**SUPPLIED PASSAGE:**
★ ★ ★ ★

Afterwards, though, I decided to call the store and let them know what happened. I thought maybe they’d apologize and send me a coupon for a sandwich or something. Remember, I like their food. And I don’t eat out much. It’s sorta disappointing when you’re thinkin’ bacon and you get tofu instead, right? Although, I’m sure they don’t serve tofu, you get the drift.
I called. I asked for the manager. First, I told him how much much my kids and I enjoy eating there (remember we’ve established this already). He thanks me. He told me people rarely call to say good things. He told me he appreciated that very much (not feeling the love yet? ah, just wait). I told him I was glad he appreciated it, but there was a tiny problem. I let him know that I had been through the drive through and didn’t check my order before I left, so I didn’t know that my sandwich had been made wrong. He told me it wasn’t my job to double check their work (taking responsibility is one of my pet peeves–he shoots, he scores!). He asked what I had ordered, and I told him.

★ ★ ★ ★

**RECORDS PROVIDED:**

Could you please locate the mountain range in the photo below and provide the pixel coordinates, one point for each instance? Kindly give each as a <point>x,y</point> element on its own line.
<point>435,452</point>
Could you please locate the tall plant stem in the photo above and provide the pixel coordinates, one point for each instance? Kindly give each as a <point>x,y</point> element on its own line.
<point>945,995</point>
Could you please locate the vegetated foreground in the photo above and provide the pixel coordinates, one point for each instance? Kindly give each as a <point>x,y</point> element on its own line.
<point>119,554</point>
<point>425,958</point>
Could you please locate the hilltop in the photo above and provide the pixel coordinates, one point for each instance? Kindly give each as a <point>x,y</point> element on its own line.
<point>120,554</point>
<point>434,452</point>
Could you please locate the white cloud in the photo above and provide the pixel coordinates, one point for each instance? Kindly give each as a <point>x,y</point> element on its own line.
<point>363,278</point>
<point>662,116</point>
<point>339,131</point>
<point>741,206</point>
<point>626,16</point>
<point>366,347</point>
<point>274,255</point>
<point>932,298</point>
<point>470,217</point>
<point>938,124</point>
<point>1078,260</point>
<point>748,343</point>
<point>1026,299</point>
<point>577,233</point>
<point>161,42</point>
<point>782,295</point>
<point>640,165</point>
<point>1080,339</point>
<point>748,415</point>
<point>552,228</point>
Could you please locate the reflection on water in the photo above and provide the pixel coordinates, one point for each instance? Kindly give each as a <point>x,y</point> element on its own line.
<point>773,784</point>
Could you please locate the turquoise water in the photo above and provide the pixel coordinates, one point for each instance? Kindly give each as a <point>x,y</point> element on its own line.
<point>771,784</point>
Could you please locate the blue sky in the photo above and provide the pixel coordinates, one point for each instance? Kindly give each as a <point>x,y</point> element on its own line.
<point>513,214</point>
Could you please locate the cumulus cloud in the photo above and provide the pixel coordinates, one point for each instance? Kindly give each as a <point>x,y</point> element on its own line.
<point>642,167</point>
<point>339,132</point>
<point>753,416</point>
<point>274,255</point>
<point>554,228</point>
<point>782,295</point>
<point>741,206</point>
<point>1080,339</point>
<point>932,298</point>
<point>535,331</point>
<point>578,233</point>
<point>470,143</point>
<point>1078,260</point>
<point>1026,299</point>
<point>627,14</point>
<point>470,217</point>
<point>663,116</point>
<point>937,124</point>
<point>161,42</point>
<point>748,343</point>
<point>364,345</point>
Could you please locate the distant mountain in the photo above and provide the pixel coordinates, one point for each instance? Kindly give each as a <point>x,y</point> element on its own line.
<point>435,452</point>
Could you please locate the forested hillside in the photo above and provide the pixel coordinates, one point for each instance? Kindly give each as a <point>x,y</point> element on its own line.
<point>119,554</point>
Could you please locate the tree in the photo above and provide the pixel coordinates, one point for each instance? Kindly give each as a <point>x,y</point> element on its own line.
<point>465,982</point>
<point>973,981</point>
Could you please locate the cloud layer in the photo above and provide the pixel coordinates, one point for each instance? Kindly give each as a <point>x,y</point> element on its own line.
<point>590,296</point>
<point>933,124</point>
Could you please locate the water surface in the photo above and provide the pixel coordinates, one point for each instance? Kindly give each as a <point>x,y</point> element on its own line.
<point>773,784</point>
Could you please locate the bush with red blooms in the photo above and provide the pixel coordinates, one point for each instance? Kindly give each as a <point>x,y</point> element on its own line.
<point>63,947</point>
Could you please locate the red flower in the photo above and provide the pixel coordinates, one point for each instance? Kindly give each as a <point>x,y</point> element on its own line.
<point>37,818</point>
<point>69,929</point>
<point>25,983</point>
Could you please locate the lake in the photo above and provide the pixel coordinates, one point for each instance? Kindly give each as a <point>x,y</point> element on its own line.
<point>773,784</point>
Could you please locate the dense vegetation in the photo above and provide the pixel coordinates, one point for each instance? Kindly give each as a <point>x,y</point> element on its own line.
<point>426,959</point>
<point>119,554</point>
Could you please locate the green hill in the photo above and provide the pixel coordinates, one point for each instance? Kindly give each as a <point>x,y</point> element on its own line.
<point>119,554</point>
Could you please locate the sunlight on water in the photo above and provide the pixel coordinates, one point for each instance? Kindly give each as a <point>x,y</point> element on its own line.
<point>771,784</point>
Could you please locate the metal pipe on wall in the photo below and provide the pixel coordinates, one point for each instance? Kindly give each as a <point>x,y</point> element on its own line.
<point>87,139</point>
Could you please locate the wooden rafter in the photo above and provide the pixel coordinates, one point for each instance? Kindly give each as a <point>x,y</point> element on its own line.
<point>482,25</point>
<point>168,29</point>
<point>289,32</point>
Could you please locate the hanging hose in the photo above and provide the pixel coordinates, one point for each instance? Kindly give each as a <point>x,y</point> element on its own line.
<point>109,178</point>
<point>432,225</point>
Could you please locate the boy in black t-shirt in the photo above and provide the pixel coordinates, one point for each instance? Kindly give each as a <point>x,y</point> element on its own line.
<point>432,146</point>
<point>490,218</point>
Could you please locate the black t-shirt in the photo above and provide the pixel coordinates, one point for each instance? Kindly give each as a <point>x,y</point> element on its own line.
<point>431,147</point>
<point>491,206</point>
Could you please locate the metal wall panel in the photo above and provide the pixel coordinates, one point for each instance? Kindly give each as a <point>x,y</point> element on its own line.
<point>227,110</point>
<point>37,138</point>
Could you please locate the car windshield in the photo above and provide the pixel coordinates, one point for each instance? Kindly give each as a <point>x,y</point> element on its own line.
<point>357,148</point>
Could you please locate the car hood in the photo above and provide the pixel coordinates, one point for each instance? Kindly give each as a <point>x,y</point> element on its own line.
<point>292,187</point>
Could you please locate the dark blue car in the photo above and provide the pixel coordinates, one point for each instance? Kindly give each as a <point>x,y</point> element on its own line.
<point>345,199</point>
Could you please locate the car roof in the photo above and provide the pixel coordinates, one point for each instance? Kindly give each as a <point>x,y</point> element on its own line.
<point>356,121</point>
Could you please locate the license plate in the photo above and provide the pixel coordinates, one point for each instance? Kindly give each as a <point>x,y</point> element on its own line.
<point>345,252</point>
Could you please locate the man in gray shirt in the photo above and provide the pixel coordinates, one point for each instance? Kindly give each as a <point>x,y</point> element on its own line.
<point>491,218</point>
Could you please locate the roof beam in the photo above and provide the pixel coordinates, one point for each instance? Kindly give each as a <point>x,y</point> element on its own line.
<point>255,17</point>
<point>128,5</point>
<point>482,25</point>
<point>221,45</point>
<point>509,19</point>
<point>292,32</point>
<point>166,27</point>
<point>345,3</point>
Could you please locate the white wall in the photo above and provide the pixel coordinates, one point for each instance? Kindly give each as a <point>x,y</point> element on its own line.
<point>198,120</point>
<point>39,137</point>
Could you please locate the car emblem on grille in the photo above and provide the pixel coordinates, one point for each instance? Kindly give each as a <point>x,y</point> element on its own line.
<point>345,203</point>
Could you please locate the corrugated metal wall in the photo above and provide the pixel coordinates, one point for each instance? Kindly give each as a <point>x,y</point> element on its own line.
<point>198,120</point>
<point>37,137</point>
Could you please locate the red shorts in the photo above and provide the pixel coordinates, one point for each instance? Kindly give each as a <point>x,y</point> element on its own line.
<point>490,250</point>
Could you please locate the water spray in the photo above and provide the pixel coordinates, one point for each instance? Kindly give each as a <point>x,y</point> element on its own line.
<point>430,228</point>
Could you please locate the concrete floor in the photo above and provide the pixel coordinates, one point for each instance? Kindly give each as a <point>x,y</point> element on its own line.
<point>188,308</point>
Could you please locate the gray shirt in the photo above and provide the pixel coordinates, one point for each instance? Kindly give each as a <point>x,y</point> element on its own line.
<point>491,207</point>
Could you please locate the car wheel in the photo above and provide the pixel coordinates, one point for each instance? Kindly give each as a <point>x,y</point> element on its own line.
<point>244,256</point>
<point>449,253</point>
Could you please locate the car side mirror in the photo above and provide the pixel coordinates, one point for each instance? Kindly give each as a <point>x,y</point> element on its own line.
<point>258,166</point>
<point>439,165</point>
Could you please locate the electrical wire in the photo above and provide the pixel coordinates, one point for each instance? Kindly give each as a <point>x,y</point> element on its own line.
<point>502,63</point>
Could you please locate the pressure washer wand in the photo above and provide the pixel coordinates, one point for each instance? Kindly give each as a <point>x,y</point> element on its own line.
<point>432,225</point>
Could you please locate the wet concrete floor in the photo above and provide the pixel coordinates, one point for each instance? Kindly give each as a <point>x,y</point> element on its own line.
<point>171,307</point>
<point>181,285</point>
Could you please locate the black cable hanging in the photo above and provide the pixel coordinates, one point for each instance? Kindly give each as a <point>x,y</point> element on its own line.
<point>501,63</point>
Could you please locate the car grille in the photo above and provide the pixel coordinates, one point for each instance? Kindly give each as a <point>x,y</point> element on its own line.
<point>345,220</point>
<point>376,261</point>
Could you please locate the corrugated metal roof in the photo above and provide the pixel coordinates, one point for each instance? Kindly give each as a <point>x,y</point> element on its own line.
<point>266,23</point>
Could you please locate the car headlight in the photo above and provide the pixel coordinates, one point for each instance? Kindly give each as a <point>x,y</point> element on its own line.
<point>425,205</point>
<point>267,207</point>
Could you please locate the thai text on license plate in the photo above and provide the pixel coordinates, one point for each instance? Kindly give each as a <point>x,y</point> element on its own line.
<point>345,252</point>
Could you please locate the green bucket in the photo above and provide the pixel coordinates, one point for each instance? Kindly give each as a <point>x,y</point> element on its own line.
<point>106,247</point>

★ ★ ★ ★

**EXERCISE BRIEF:**
Answer these questions about the sandwich complaint passage.
1. What did the writer think the store might send as an apology?
2. Whom did the writer ask for after calling the store?
3. What did the manager say was not the writer's job?
Base your answers on the text alone.

**RESULT OF THIS EXERCISE:**
1. A coupon for a sandwich or something.
2. The manager.
3. Double-checking their work.